(Natural language region descriptions)
::::
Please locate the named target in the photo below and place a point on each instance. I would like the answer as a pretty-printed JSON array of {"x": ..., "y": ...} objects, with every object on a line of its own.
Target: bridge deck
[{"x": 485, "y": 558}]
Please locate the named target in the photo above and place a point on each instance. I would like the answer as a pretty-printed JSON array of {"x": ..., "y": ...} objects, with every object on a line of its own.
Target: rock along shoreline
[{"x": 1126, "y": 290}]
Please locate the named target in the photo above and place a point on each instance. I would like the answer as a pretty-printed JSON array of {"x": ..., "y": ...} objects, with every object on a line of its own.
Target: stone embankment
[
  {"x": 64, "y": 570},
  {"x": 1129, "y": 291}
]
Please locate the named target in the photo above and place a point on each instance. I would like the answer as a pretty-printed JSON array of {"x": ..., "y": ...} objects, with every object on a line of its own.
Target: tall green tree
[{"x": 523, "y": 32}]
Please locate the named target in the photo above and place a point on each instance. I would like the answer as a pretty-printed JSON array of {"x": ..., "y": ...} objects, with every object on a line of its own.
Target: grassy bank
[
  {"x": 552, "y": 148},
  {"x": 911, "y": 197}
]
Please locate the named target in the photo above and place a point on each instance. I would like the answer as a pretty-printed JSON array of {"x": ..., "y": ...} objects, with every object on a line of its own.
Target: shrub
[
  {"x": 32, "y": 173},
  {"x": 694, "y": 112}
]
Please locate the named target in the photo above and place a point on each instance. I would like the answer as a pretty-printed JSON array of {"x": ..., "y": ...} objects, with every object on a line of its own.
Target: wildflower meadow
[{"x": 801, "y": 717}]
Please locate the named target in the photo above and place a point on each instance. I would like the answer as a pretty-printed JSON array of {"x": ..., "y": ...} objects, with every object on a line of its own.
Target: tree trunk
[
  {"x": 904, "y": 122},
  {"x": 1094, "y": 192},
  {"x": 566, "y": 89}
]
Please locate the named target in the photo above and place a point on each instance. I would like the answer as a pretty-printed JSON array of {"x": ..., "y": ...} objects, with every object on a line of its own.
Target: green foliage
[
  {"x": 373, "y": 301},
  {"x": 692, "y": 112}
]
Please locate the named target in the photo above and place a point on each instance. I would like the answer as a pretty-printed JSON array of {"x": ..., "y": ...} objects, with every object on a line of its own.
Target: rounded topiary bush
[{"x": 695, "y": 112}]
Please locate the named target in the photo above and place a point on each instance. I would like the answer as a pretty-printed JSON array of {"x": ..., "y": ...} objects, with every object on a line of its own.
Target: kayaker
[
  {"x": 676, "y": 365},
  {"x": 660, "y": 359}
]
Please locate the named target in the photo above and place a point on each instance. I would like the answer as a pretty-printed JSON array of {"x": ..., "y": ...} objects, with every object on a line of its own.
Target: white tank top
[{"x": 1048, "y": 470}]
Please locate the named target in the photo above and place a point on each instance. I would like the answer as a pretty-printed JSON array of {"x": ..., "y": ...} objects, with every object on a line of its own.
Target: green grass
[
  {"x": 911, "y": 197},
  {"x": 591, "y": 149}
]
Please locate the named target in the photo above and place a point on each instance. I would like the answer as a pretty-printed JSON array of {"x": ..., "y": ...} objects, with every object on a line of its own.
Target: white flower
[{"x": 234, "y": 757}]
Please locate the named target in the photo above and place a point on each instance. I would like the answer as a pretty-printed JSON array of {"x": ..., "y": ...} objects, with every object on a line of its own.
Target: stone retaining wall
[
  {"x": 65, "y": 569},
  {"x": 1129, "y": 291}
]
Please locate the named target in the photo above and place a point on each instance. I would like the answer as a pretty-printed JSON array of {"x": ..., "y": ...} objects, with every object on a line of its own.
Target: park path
::::
#### What you have to do
Each record above, from first to last, should be written out again exactly.

#### Written response
Please locate the named target in the photo below and place a point on each instance. I would like the answer as a pretty-printed JSON array of {"x": ..., "y": ...} objects, with every object on a line of its own.
Target: bridge deck
[{"x": 485, "y": 558}]
Please locate the named target in the photo above and place a point on each instance. I would like the answer as a pretty-printed JSON array of {"x": ..., "y": ...} objects, with every object on a line of its own.
Target: rock along shoreline
[{"x": 1126, "y": 290}]
Please locate the named target in the photo above and place a point on each instance. I would like the answer as a pretty-printed JSON array of {"x": ..., "y": ...} objects, with every object on a line of its own.
Target: stone embankment
[
  {"x": 64, "y": 570},
  {"x": 1129, "y": 291}
]
Please locate the named target in the photo above and place a point on each instance. I would like the answer as a pretty-printed JSON array of {"x": ..., "y": ...} objects, with every object on a line of its own.
Target: tall green tree
[{"x": 523, "y": 32}]
Please locate the named target in the photo above and place a point on each instance. I would like the answer as a pretty-printed JSON array of {"x": ..., "y": ...} objects, with every object on a line of its own.
Target: grassy bank
[
  {"x": 552, "y": 148},
  {"x": 911, "y": 197}
]
Please locate the named target in the photo above and place a point on each instance. I would like the answer as a pretty-printed JSON array of {"x": ..., "y": ...} objects, with every object on a line of its own.
Target: shrub
[
  {"x": 32, "y": 173},
  {"x": 694, "y": 112}
]
Please locate the named target in the photo above and place a point on each instance. I would like the answer as a pretty-printed JSON array of {"x": ..., "y": ...} objects, with every object on a line of its own.
Target: wildflower meadow
[{"x": 801, "y": 717}]
Please locate the named target in the photo above and place a point on each instance. I would like the answer as a pretty-printed JSON array of {"x": ..., "y": ...} objects, with every object on a line of its own.
Target: tree trunk
[
  {"x": 904, "y": 122},
  {"x": 1094, "y": 192},
  {"x": 566, "y": 89}
]
Please locate the named target in the photo above and place a point on each instance. I would like the answer as a pretty-printed JSON array of {"x": ..., "y": ...} objects, with every object on a line of its own.
Target: green foliage
[
  {"x": 373, "y": 301},
  {"x": 692, "y": 112}
]
Please locate the named target in the photo above and place a point on each instance. I would like the answer as a pretty-printed JSON array of {"x": ..., "y": ...} objects, with every object on a line of its own.
Target: rounded topiary bush
[{"x": 695, "y": 112}]
Please locate the named target in the photo above and place a point on each instance. I would like the answer as a pretty-printed JSON array of {"x": ..., "y": ...} objects, with every object on a line of its own.
Target: kayaker
[
  {"x": 676, "y": 365},
  {"x": 660, "y": 359}
]
Please locate the named target in the photo above and place a point on each instance. I would like the answer as a pretty-printed JSON array of {"x": ..., "y": ...} objects, with every object on a line of its own.
Target: white tank top
[{"x": 1048, "y": 470}]
Please locate the named target in the photo above and place a point on each instance. I would like the answer as a pretty-printed JSON array of {"x": ..., "y": ...} objects, with every object on a line of its own.
Target: green grass
[
  {"x": 911, "y": 197},
  {"x": 591, "y": 149}
]
Please locate the named target in the photo above and place a point on each instance. I would like the answer as a pretty-printed JSON array of {"x": ..., "y": ...} objects, with every object on a line of its own.
Target: white flower
[{"x": 234, "y": 757}]
Please locate the named target in the photo above and place a point on each instance. I would like the answer as a pretty-printed JSON array of {"x": ..., "y": ...} objects, with every object on a line of its own.
Target: stone retaining wall
[
  {"x": 65, "y": 569},
  {"x": 1129, "y": 291}
]
Please locate the named target in the photo above and place a point on each instance. I would like the answer as a pretty-printed JSON array of {"x": ..., "y": ...} objects, with every object on a line of its own.
Target: park path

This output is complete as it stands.